EXTRACTED DATA -
= Beginning of Section =

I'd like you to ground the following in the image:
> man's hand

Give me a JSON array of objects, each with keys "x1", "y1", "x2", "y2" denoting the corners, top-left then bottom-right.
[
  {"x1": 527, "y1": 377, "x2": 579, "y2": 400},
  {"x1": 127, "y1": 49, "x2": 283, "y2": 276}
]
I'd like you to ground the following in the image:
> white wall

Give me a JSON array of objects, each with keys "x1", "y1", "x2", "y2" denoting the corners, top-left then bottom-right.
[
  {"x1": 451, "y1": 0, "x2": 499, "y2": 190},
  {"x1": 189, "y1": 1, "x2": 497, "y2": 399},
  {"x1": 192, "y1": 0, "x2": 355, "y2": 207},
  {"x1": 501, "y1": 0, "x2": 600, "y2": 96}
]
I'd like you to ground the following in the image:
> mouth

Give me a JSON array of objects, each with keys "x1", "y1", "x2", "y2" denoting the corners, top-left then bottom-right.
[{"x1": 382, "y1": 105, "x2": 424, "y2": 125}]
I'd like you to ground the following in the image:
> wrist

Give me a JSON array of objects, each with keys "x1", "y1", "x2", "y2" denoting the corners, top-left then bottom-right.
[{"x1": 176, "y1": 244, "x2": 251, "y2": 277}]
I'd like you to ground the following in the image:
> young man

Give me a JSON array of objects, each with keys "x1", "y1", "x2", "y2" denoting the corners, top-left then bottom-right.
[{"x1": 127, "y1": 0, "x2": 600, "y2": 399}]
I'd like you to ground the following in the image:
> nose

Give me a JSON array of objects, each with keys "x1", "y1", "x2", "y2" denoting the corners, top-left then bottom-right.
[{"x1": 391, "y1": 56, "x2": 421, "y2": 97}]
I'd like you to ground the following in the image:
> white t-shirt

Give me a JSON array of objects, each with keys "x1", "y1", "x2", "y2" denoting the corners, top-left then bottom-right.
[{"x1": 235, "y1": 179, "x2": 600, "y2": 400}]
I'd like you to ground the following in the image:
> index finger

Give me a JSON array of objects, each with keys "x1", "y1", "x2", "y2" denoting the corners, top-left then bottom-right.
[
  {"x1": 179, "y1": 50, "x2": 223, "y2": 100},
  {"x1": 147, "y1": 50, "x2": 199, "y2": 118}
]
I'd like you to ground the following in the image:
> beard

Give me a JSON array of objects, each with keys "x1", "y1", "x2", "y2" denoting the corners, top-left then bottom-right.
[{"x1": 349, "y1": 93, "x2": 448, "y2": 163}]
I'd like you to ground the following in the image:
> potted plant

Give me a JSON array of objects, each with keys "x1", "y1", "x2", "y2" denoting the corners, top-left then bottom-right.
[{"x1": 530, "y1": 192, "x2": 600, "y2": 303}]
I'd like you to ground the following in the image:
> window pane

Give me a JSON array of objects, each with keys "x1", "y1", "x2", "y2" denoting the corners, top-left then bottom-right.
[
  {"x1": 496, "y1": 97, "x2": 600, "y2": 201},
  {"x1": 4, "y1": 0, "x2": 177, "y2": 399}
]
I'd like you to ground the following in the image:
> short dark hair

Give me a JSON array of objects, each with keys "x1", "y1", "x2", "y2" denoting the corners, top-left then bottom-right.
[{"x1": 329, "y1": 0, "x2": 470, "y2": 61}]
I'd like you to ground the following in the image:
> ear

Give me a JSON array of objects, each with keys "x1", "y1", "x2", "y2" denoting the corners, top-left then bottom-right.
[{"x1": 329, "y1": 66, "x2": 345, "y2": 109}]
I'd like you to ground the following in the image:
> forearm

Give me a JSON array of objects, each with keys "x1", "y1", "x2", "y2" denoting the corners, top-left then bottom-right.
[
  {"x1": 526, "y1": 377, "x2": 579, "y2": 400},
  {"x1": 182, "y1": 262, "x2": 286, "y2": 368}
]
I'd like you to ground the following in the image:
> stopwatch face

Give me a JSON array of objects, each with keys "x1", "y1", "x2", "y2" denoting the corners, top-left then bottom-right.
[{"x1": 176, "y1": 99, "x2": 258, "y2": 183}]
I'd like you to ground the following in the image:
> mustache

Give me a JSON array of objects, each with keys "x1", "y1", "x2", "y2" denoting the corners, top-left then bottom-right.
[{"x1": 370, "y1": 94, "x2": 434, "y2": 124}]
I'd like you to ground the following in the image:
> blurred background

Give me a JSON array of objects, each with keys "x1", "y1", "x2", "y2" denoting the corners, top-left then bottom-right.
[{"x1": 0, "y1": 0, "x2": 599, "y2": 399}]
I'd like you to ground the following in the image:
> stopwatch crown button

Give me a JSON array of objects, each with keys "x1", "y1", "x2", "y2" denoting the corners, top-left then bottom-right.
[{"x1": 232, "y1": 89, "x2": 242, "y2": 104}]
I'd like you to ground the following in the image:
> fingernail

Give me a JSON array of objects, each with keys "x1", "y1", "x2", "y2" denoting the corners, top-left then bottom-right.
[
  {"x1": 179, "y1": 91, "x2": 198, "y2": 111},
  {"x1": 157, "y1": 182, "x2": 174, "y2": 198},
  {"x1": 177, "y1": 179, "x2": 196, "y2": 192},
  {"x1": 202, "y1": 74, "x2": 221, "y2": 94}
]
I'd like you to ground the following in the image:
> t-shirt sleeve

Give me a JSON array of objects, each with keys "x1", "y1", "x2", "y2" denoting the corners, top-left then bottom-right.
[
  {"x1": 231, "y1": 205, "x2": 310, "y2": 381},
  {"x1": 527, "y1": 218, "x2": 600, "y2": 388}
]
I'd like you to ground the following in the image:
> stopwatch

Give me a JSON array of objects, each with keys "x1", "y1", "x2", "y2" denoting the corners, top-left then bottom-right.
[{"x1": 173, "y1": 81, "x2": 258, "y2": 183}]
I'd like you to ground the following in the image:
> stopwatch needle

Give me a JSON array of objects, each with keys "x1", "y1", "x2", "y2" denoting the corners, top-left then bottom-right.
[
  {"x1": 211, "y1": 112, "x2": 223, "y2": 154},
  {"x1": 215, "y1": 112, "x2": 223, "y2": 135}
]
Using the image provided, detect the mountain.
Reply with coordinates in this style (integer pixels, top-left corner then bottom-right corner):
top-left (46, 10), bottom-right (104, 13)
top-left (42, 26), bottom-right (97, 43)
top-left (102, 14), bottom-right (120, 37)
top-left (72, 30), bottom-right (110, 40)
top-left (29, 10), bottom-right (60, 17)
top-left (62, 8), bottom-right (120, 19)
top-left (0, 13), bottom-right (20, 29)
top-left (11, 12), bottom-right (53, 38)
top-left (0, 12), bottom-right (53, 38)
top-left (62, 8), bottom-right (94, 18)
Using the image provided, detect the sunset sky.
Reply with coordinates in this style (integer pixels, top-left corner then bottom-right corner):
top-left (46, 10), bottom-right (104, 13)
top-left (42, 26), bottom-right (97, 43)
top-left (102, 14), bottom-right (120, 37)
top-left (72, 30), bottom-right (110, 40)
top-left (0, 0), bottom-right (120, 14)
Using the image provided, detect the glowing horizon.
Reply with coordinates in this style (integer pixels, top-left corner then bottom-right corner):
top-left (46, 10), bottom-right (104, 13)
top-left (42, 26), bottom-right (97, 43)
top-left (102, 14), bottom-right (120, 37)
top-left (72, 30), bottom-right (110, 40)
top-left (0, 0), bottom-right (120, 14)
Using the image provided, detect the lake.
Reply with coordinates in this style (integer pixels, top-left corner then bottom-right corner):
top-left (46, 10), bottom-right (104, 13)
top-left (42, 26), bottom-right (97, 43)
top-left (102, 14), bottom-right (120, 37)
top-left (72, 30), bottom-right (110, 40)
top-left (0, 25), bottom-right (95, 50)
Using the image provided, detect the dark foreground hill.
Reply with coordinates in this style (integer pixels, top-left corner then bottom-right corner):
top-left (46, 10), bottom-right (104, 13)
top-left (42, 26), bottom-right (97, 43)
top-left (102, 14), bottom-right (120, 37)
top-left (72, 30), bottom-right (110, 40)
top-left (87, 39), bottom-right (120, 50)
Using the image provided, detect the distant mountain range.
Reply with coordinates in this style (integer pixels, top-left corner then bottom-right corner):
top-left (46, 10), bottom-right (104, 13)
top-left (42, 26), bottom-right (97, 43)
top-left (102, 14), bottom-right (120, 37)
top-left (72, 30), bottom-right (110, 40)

= End of Section =

WORK ORDER - All lines in the records above that contain "detect" are to be reported.

SOLUTION FOR THIS PROBLEM -
Using the image provided, detect the mountain.
Using the image provided, detect the sunset sky.
Using the image provided, detect the glowing horizon.
Using the image provided, detect the lake.
Using the image provided, detect the dark foreground hill.
Using the image provided, detect the distant mountain range.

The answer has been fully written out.